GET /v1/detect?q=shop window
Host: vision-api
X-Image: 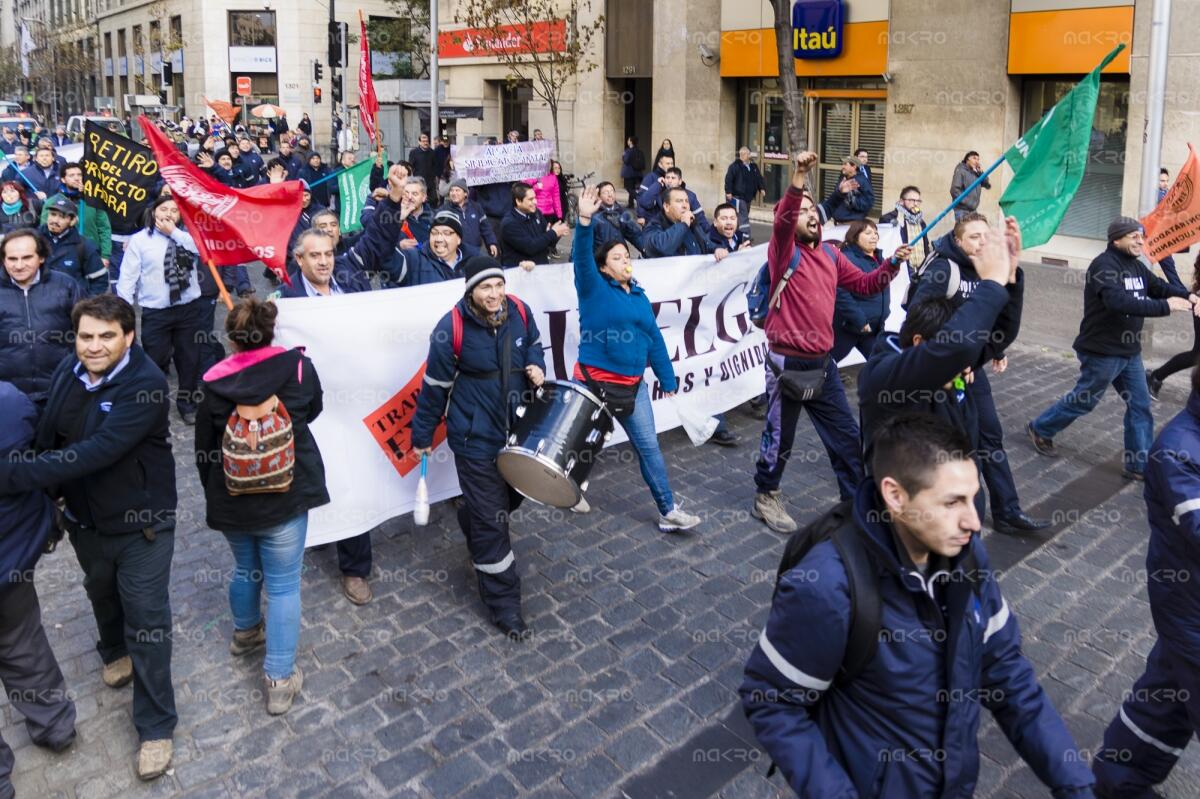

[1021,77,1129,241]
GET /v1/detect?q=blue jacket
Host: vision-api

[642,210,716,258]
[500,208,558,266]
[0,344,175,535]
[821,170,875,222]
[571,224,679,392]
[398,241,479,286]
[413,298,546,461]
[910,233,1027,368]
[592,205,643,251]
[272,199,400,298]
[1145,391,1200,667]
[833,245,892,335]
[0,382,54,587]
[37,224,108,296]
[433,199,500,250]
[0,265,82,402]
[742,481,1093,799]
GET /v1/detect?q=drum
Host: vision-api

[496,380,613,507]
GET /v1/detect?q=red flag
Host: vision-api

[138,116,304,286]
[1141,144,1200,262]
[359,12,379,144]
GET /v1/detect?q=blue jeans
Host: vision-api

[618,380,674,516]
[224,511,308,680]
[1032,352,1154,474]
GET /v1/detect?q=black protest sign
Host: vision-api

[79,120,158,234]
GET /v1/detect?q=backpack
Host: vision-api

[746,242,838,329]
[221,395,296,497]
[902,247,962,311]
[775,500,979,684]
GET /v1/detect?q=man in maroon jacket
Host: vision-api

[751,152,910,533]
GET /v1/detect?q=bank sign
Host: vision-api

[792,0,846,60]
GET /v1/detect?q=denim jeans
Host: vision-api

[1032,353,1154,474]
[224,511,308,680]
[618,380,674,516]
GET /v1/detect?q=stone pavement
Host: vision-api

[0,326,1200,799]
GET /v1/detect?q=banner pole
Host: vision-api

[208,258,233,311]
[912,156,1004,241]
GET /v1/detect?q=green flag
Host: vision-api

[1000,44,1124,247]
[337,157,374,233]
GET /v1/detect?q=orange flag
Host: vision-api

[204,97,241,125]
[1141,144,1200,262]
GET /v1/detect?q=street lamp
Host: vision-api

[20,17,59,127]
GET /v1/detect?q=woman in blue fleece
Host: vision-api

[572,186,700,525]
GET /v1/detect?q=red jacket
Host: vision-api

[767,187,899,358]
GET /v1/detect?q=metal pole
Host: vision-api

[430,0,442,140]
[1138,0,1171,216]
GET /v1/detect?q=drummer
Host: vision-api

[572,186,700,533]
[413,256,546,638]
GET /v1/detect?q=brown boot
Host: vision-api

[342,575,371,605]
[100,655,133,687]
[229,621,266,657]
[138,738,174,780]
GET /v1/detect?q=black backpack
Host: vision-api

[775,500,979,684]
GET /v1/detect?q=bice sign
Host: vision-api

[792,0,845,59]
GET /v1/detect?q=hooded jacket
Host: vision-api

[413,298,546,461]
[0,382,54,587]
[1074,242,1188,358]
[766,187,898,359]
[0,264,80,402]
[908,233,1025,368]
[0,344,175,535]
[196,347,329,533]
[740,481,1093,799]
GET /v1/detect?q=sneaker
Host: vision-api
-=-=-=-=-
* [DO THIS] Could you rescale the items from the line with "GET /v1/detect?q=bank sign" to the line with "[0,326,1200,799]", both included, and give all of those lines again, requests and all? Multiply every bounding-box coordinate in the answers by 2.15 and round to whole numbers, with halves rounded up, but leave the request lines as they are.

* [THE REPLY]
GET /v1/detect?q=bank sign
Host: vision-api

[1703,0,1819,129]
GET /v1/detect?q=denim jeans
Host: vision-api

[2219,759,2481,1019]
[482,1099,662,1462]
[1329,817,1449,1109]
GET /v1/detect?q=stone pavement
Host: vision-api

[0,701,2580,1718]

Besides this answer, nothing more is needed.